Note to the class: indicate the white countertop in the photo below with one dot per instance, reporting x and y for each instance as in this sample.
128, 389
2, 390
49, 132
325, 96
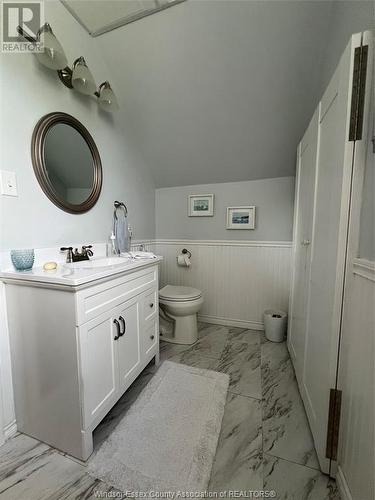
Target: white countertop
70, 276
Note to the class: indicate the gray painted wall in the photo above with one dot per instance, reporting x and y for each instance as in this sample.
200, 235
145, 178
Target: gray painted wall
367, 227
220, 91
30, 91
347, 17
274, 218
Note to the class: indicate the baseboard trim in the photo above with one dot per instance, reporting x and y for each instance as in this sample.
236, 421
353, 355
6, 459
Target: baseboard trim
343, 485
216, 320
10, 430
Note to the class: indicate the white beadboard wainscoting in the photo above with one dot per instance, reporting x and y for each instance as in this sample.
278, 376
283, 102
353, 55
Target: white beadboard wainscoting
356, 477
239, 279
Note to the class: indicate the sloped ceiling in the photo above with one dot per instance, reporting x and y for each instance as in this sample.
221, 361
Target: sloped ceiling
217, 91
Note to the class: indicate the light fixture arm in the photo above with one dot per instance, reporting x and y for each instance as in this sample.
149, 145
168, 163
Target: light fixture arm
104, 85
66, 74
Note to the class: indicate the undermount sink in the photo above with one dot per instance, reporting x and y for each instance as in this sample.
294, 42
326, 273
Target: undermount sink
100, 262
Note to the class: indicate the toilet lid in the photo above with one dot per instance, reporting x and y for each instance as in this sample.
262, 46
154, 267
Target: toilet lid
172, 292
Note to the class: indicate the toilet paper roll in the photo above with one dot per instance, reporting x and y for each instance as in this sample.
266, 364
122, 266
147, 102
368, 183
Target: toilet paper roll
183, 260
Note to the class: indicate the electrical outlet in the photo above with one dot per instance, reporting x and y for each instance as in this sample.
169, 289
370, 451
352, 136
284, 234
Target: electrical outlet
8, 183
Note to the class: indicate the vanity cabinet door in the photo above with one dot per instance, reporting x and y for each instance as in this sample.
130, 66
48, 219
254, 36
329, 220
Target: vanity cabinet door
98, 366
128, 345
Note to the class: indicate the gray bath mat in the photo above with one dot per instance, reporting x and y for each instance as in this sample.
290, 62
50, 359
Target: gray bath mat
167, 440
--
**What you are asked to do:**
Quote only the lines from the line containing "Note to the class: indicate the toilet paper" through the end of the entries, keeping the first and the last.

**Response for this exercise:**
Note to the class: indicate the toilet paper roll in the photo above with one dot per instance, reporting x and y for each instance as in this sample.
266, 364
122, 266
147, 102
368, 183
Target: toilet paper roll
183, 260
Note to the class: indicate the electrical outlet in the photo above with one dot per instance, reporting x and y for each instance as in this sample.
169, 289
370, 451
352, 136
284, 234
Target: electrical outlet
8, 183
Note to the class: indicate the vanity cabinet door in the photo above with one dot per instance, reporting x and y for each instance as in this sample.
130, 66
48, 219
254, 36
329, 220
Target: vanity cabinet door
98, 366
128, 345
Note to the class: indicate the gray bath mat in the photo above with one dot per instance, reporting x and y for each instance as in this sample.
290, 62
50, 359
Target: gray bath mat
167, 440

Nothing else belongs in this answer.